Report every line in the rows below that contains the string "palm", treating uppercase and lowercase as different.

[Extracted data rows]
• • • •
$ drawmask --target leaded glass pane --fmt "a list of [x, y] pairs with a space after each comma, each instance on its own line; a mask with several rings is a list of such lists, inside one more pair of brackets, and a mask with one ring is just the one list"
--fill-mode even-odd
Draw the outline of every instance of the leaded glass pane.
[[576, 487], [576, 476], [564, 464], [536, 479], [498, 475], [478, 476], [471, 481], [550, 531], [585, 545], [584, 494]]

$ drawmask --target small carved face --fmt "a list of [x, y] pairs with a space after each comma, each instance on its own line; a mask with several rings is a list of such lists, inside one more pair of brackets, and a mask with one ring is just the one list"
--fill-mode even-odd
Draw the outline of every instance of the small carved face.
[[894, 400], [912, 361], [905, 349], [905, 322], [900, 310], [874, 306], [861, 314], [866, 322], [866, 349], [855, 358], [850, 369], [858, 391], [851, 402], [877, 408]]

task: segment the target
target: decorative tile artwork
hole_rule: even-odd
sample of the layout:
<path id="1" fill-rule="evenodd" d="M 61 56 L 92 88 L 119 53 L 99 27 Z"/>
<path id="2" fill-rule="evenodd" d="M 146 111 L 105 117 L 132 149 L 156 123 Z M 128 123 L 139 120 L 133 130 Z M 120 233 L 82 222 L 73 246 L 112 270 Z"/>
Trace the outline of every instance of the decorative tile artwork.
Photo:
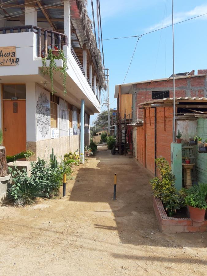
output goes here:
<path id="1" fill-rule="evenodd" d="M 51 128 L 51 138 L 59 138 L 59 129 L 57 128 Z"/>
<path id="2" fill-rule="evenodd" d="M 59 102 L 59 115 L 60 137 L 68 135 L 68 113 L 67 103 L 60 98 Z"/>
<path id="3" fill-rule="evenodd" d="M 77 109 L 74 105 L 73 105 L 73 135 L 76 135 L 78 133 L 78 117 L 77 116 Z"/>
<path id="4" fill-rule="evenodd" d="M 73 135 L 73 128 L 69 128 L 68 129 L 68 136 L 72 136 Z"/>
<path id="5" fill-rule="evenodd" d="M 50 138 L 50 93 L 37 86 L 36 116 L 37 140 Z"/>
• • • •
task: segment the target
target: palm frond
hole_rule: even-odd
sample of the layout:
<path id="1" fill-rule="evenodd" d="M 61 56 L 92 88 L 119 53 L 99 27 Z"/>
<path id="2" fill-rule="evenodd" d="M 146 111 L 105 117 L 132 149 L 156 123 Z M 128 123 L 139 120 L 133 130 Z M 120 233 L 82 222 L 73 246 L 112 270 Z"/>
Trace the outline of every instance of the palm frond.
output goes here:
• • • •
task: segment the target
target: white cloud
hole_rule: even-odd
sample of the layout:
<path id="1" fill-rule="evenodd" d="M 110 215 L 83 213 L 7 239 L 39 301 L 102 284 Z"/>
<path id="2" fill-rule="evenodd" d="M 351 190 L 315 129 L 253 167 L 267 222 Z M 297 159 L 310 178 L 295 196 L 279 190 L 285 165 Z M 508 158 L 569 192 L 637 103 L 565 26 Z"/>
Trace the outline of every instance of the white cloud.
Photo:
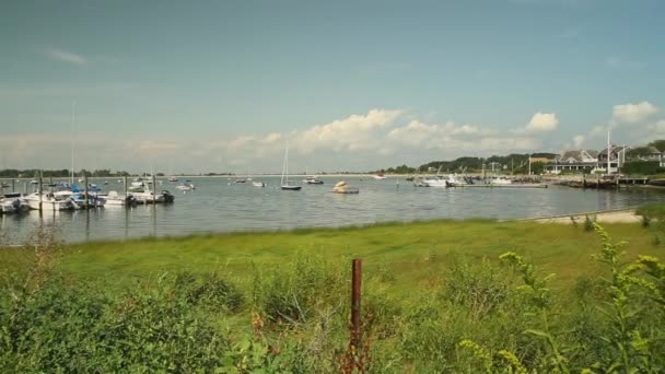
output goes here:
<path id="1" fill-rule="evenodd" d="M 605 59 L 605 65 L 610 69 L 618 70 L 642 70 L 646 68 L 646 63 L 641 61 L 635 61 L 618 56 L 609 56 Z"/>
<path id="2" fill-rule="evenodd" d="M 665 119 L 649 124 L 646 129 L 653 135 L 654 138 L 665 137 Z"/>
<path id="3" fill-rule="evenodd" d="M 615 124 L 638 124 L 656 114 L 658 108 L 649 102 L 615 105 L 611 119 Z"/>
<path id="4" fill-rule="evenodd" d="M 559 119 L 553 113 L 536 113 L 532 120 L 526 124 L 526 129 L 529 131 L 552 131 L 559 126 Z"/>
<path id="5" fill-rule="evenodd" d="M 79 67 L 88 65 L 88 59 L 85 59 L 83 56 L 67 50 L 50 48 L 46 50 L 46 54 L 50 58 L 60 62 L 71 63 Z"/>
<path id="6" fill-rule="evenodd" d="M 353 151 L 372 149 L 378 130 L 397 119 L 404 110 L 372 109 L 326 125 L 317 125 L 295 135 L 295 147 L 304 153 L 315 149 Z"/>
• • • •
- Solution to the problem
target: palm frond
Trace the outline of every instance of the palm frond.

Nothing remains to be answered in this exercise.